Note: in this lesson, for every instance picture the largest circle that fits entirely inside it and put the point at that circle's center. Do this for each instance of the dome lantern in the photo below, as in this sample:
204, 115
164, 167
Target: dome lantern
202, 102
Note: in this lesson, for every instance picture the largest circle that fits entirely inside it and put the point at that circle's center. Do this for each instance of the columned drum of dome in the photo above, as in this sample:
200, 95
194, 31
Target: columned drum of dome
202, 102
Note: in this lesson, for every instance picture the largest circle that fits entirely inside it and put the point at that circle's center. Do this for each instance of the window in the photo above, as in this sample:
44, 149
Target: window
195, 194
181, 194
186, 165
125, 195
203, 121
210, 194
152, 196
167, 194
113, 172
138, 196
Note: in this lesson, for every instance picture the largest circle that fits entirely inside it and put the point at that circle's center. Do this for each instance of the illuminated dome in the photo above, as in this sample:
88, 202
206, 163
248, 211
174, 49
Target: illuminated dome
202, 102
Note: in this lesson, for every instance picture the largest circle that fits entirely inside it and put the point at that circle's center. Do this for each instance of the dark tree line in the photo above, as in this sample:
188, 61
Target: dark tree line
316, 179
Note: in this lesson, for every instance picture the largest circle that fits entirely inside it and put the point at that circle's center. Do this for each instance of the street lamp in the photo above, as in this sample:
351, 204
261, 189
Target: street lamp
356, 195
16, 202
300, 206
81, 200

● **Work required**:
Please set down every line above again, word for word and in the same order.

● **Result of the task**:
Note: in this lesson, for every instance picture the largest circle that fits entirely inside it and put the point at that circle's center. Do this for each instance of the dome lantern in the photo below, as in this sample:
204, 115
164, 167
Target: dome lantern
202, 102
Note: in this lesson, for every instance picture the largest circle that fits entirely inside it and put the point at that circle's center. Do this for each instance of the columned drum of dome in the photo above, as in this sample:
200, 95
194, 31
Target: columned drum of dome
202, 102
Note: in this lesson, for every instance picture the largest circle that fits entirely inside it and put the point at that circle's center. Do this for each instance of the window in the photo above, as in this sample:
44, 149
Target: window
195, 194
181, 194
186, 165
125, 195
203, 121
210, 194
152, 196
167, 194
113, 172
138, 196
Note: in this lesson, for every instance picture the largest circle that fits entirely inside it and put the point at that circle's center. Do this for each instance of the illuminated dome in the photo above, as in this sample:
88, 202
206, 163
248, 211
174, 49
Target: illuminated dome
202, 102
Note: in this lesson, for every instance picture the largest circle that fits entirely inside it and put the point at that circle's center. Do this for each instance of the dark tree line in the photo above, as in this sample:
188, 61
Target: dark tree line
316, 179
Note: in this lesson, for every instance picture the largest circle that fits entirely inside it and put the point at that circle's center. Do this for each instance of the street lamp in the photo above, as in this sample:
351, 204
261, 189
Target: street lamp
356, 195
16, 202
300, 206
81, 200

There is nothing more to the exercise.